Written exercise » Rewrite every line of the items below as a numbered list, omitting any blank lines.

#####

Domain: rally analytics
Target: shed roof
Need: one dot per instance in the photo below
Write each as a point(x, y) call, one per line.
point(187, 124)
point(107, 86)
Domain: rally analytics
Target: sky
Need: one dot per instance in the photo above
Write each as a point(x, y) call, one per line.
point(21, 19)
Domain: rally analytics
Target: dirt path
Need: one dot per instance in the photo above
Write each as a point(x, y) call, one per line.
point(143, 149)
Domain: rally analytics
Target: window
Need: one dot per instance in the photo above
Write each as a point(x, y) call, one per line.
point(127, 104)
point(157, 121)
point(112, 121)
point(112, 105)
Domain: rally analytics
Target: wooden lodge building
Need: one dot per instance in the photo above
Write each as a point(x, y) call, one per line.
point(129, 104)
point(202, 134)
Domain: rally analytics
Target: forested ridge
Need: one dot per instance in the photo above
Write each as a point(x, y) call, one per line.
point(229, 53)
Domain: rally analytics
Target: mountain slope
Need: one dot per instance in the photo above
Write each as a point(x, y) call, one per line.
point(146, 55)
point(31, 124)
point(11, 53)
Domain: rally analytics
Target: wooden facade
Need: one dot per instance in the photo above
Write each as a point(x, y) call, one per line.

#####

Right answer »
1. Domain: rally analytics
2. Target: shed roof
3. Need: one dot per instance in the photo below
4. Write each as a point(x, y) call, one per line.
5. point(187, 124)
6. point(107, 86)
7. Domain: rally analytics
8. Target: sky
9. Need: one dot per instance in the photo above
10. Write each as a point(x, y) call, one per line.
11. point(21, 19)
12. Domain: rally analytics
13. Target: dirt path
14. Need: one dot per instance in the photo above
15. Write each as a point(x, y) call, one per line.
16. point(143, 149)
17. Domain: rally analytics
18. Target: window
19. Need: one dot per instance in the photo above
20. Write each as a point(x, y) call, one per line.
21. point(127, 104)
22. point(157, 121)
23. point(112, 121)
24. point(112, 105)
25. Domain: rally analytics
26. Target: wooden lodge building
27. Need: one dot per instance in the photo above
28. Write each as a point(x, y) call, one per line.
29. point(129, 104)
30. point(202, 134)
31. Domain: rally analytics
32. Target: forested ridge
33. Need: one dot per instance in the photo above
34. Write each as a point(x, y) call, one per line.
35. point(229, 53)
36. Domain: rally analytics
37. Target: mountain slope
38. Need: one dot per instance in the photo above
39. Write each as a point(x, y) call, one per line.
40. point(146, 55)
41. point(31, 124)
42. point(11, 53)
43. Domain: rally analytics
44. Target: wooden facade
45. Need: one dot per instance in the photo above
46. Write each as a point(x, y) call, one per line.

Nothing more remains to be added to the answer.